Items from a data source

※

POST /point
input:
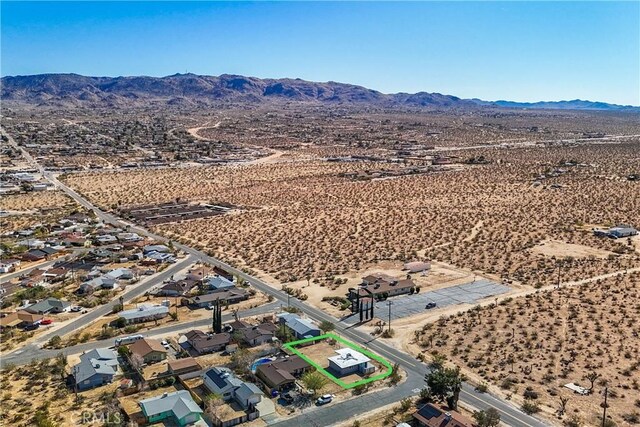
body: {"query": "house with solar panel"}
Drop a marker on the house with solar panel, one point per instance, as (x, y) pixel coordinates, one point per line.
(177, 406)
(300, 328)
(96, 368)
(348, 361)
(242, 397)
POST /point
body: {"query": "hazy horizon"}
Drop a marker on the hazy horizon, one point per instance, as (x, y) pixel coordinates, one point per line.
(519, 51)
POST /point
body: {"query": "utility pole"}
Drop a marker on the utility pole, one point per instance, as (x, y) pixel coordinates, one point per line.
(604, 406)
(75, 381)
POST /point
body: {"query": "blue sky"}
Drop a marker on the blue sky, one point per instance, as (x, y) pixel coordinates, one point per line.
(521, 51)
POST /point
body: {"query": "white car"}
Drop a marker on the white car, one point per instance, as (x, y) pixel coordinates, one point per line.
(324, 399)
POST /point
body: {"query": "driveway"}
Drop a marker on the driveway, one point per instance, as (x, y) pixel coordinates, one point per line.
(411, 305)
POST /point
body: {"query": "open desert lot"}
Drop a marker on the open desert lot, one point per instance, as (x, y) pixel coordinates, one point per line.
(25, 210)
(534, 345)
(304, 219)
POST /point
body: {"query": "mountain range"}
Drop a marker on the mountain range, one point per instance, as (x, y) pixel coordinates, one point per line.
(73, 90)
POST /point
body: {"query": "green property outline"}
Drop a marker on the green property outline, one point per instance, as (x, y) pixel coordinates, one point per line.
(368, 353)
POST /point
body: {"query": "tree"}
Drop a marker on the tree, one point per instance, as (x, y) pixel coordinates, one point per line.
(563, 405)
(592, 377)
(61, 365)
(487, 418)
(314, 381)
(438, 360)
(326, 326)
(137, 361)
(55, 341)
(394, 378)
(212, 402)
(120, 322)
(240, 360)
(445, 385)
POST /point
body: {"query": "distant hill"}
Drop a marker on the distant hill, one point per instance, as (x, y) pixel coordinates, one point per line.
(576, 104)
(189, 89)
(73, 90)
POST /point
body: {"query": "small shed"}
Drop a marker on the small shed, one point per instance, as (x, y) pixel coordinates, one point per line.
(417, 266)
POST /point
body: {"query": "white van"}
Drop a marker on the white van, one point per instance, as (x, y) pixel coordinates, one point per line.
(128, 340)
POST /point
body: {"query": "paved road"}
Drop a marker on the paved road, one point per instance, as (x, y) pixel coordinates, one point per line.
(415, 369)
(32, 351)
(410, 305)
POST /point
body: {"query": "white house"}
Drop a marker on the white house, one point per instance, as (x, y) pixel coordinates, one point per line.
(349, 361)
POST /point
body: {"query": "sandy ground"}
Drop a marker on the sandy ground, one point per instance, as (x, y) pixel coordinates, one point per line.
(547, 353)
(554, 248)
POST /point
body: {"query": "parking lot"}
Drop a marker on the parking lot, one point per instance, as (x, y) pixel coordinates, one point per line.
(411, 305)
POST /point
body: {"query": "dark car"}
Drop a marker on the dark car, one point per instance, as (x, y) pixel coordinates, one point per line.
(324, 399)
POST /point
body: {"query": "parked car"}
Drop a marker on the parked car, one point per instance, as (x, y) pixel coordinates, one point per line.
(324, 399)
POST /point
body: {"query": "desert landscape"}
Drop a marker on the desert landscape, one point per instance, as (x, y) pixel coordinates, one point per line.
(502, 204)
(526, 349)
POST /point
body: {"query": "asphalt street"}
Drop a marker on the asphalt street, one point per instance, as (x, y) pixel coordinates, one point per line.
(410, 305)
(331, 414)
(33, 352)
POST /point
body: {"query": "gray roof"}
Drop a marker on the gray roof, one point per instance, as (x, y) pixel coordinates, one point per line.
(89, 366)
(246, 390)
(218, 282)
(48, 305)
(179, 402)
(144, 311)
(223, 379)
(100, 354)
(301, 327)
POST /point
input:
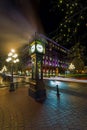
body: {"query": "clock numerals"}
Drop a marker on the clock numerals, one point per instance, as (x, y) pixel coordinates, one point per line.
(32, 48)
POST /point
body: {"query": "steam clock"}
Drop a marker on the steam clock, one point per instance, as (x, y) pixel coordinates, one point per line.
(36, 85)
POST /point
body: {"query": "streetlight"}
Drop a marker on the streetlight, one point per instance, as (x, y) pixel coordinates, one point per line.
(12, 58)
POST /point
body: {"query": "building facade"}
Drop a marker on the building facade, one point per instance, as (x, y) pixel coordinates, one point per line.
(55, 58)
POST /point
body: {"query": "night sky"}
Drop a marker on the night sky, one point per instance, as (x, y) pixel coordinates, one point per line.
(19, 20)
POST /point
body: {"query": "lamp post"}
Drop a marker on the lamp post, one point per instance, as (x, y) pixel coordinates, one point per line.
(12, 59)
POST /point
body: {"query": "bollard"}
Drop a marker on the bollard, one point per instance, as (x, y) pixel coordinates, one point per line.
(57, 90)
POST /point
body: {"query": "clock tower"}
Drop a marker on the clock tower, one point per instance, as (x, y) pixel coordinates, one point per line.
(36, 85)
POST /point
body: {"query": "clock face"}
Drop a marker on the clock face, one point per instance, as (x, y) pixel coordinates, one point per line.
(39, 48)
(32, 48)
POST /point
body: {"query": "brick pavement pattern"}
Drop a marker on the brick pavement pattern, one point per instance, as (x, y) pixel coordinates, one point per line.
(18, 111)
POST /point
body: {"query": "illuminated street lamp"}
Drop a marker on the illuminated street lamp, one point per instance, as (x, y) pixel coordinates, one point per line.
(12, 58)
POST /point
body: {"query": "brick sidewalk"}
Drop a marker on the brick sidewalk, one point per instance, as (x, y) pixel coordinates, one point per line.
(18, 111)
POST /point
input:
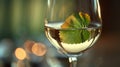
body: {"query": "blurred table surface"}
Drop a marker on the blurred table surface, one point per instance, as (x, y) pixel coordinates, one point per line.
(105, 53)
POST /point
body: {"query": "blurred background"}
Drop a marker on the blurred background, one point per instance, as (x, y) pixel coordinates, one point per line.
(23, 43)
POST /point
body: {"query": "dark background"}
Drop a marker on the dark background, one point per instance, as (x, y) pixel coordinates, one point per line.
(106, 52)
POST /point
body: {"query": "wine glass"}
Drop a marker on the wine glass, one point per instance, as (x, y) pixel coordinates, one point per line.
(73, 26)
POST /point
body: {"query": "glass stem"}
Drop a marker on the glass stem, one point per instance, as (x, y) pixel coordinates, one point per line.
(73, 61)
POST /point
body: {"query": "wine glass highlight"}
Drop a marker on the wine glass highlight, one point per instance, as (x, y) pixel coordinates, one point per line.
(73, 26)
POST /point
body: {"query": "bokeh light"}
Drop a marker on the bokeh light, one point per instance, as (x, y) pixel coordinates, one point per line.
(20, 53)
(28, 45)
(39, 49)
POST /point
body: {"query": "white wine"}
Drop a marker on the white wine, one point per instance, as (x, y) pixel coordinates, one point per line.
(53, 34)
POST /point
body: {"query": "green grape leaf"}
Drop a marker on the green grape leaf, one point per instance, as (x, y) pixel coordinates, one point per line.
(75, 21)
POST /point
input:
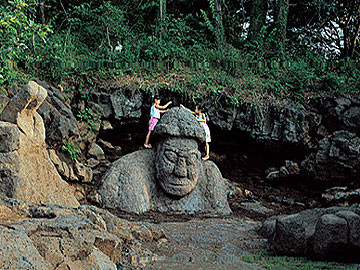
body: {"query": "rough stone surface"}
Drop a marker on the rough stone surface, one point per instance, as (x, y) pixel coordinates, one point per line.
(284, 122)
(9, 137)
(169, 178)
(179, 122)
(28, 99)
(96, 151)
(212, 243)
(58, 118)
(331, 233)
(336, 161)
(57, 237)
(40, 181)
(126, 103)
(84, 174)
(133, 188)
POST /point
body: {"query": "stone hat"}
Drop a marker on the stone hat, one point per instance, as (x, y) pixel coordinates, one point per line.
(179, 122)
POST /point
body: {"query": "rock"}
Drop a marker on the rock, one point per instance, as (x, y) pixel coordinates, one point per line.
(330, 236)
(126, 103)
(9, 164)
(58, 118)
(290, 235)
(341, 113)
(83, 173)
(96, 151)
(24, 105)
(222, 116)
(106, 125)
(104, 101)
(3, 102)
(353, 222)
(256, 207)
(338, 195)
(290, 168)
(9, 137)
(37, 179)
(330, 233)
(168, 178)
(336, 160)
(276, 122)
(18, 252)
(92, 163)
(54, 236)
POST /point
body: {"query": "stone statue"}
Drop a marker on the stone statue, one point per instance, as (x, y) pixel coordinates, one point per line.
(169, 178)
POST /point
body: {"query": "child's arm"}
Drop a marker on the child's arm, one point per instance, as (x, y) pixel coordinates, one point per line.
(164, 106)
(182, 106)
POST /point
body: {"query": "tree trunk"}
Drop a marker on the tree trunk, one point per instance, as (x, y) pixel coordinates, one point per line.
(280, 23)
(219, 25)
(257, 19)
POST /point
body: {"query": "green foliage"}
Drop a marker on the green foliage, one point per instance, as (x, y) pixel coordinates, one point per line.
(80, 38)
(70, 149)
(21, 38)
(85, 114)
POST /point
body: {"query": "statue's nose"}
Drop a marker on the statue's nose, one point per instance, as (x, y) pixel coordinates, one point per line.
(180, 168)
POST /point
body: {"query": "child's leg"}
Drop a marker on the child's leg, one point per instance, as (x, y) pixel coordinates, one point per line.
(147, 138)
(207, 151)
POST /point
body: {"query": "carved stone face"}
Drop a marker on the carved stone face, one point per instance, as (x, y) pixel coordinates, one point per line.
(178, 165)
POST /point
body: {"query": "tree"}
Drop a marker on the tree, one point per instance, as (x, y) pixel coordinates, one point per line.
(281, 12)
(258, 13)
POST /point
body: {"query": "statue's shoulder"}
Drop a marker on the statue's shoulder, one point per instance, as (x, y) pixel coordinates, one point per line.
(128, 184)
(211, 170)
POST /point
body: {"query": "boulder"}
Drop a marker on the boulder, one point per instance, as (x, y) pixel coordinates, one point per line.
(337, 160)
(58, 237)
(277, 122)
(96, 151)
(58, 118)
(9, 137)
(27, 158)
(330, 236)
(169, 178)
(126, 103)
(331, 233)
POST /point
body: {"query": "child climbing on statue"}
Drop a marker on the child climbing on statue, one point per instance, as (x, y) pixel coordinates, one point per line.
(200, 117)
(155, 111)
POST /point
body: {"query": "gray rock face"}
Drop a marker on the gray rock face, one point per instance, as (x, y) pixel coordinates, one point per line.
(126, 103)
(337, 160)
(169, 178)
(341, 113)
(331, 233)
(9, 136)
(26, 170)
(57, 237)
(179, 122)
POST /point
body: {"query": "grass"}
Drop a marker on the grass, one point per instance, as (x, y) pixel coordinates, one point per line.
(269, 261)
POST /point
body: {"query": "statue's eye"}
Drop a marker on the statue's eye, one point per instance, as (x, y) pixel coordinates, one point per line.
(191, 160)
(171, 155)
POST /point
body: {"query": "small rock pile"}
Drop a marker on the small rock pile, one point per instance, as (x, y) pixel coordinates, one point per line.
(326, 233)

※

> **Exercise**
Count the lines above that contain the string "sidewalk" and give only that number.

> **Exercise response**
2